Despite their importance to SEO, header tags are often misused or missing when we conduct site audits for newly acquired clients. You have to be methodical about getting them right, and they should map to your overall site structure in a way that the search engines can easily interpret.

Header tags should be mapped to your overall site structure in a way that the search engines can easily interpret.

Priority Area 4: Cleaning Up Your Link Profile

If you are a mid-size or large enterprise, you probably have thousands of questionable sites pointing links at your site. In the vast majority of our new client engagements, the first thing we look at is link cleanup because it offers such a great opportunity to get quick wins.

One iQuanti client disavowed 12,000,000+ backlinks and saw their top-ranked target keywords jump 31 percent! This enterprise already ranked for 360,000+ keywords, so just imagine how much more progress they could make within a span of 6 months.

The issue with backlinks is not just bad hygiene. In some cases, we’ll see our clients’ competitors work with black-hat link builders to tank their rankings. Look for huge spikes in links that point to your website: this could indicate that you’ve been attacked.

Assess your link profile regularly to check the backlink health of your domain.

With link cleanup, it’s important to consult with experts who have a proven track record of success. I have seen other SEO agencies disavow links from hundreds of domains with a domain rating or domain authority of zero. That’s a bad practice – one that required us to come in and completely rebuild the client’s link profile.

A site with a low domain rating or domain authority isn’t necessarily a bad site; it’s simply not as established as other sites. Relevant sites with a “low” domain rating are still considered great backlinks. In fact, if you only build links that come from very authoritative sites, you might run the risk of being caught in a link scheme by Google. I have seen a few instances where this has happened.

Verified case studies are the best way to identify whether an agency is competent at link-building:

Graphs showing the impact of link building activities on a domain’s backlink performance.

Priority Area 5: Confirming That Your Pages Are Being Indexed

A big misconception among enterprise businesses is that the search engines are indexing all of their pages. Typically, we see only 75 percent of our clients’ pages getting indexed by Google.

Indexing issues can be caused by crawl errors, a robots.txt file that is blocking pages it shouldn’t be, a sitemap file that doesn’t contain key URLs, or the improper use of noindex tags.

Keep in mind that Google ultimately decides what to index from the web. So don’t be worried if not all of your pages are indexed after you address these issues.

Assuming you have checked off common indexing problems, I would recommend doing a force crawl in Google webmaster tools. This should take care of indexing headaches; if it doesn’t, just assume that however many pages you have indexed at that point is your total. As a last recourse, try improving page content and linking to it internally.

■ The data
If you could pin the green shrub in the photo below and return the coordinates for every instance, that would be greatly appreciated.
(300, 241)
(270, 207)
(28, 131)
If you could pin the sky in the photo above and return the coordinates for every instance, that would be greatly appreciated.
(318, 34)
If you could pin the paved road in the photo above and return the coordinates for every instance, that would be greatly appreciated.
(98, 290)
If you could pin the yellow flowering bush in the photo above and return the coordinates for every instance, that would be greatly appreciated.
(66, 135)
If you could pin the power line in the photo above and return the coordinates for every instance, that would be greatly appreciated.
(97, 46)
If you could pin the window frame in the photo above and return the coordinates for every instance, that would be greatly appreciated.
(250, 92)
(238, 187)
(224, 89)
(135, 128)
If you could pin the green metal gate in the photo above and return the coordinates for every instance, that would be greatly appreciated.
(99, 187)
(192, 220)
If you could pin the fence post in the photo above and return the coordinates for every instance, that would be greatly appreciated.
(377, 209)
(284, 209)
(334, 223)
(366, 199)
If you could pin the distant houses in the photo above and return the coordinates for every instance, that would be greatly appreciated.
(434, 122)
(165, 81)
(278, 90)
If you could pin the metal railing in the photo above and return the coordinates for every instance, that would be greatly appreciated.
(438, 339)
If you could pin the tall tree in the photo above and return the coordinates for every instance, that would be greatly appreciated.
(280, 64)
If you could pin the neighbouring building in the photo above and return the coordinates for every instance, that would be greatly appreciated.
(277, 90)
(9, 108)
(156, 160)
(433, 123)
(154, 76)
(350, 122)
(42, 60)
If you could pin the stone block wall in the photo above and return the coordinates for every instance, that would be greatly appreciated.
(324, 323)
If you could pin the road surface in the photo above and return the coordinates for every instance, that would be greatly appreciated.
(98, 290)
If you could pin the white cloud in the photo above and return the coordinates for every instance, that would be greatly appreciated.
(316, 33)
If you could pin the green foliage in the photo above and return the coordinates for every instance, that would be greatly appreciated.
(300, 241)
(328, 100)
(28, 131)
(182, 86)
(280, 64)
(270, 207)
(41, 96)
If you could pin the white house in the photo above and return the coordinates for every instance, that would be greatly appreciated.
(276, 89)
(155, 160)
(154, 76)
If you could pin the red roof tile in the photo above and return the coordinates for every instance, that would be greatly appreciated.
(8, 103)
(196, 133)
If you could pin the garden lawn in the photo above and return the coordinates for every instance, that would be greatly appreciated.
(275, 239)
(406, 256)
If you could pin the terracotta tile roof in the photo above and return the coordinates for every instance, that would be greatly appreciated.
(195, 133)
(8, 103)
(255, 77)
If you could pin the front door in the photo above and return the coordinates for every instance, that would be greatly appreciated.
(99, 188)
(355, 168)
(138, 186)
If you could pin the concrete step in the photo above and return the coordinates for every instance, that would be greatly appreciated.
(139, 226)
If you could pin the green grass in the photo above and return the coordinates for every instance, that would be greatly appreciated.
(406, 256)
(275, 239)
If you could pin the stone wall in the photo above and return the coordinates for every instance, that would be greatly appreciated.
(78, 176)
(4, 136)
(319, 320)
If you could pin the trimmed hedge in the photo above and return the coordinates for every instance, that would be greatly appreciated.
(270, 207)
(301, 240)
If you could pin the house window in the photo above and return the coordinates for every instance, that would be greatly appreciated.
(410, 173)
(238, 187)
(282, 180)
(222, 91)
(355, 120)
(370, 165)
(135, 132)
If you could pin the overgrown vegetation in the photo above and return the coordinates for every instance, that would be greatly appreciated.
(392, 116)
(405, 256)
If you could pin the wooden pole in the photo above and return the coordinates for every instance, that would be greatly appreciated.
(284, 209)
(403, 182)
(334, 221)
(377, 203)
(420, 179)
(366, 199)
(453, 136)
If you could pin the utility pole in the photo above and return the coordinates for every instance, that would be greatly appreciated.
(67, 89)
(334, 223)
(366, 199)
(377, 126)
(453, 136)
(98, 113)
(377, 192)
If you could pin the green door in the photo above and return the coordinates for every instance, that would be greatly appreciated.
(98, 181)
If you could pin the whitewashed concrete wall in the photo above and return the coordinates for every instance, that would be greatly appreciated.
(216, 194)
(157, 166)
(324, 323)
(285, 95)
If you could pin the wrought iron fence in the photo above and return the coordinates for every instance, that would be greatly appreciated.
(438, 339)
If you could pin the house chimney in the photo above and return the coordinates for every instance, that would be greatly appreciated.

■ Check your understanding
- A) Answer these from the SEO article, one line each:
(i) How many backlinks did the iQuanti client disavow?
(ii) What share of clients' pages does the article say typically get indexed by Google?
(iii) Where does the author recommend doing a force crawl?
- B) List every cause of indexing issues that the SEO article names.
- C) Reproduce the SEO article word for word from "Graphs showing the" up to and including "address these issues.".

■ Expected outputs
- A)
(i) 12,000,000+ backlinks
(ii) 75 percent
(iii) In Google webmaster tools

- B)
- Crawl errors
- A robots.txt file that is blocking pages it shouldn't be
- A sitemap file that doesn't contain key URLs
- The improper use of noindex tags

- C)
Graphs showing the impact of link building activities on a domain’s backlink performance.

Priority Area 5: Confirming That Your Pages Are Being Indexed

A big misconception among enterprise businesses is that the search engines are indexing all of their pages. Typically, we see only 75 percent of our clients’ pages getting indexed by Google.

Indexing issues can be caused by crawl errors, a robots.txt file that is blocking pages it shouldn’t be, a sitemap file that doesn’t contain key URLs, or the improper use of noindex tags.

Keep in mind that Google ultimately decides what to index from the web. So don’t be worried if not all of your pages are indexed after you address these issues.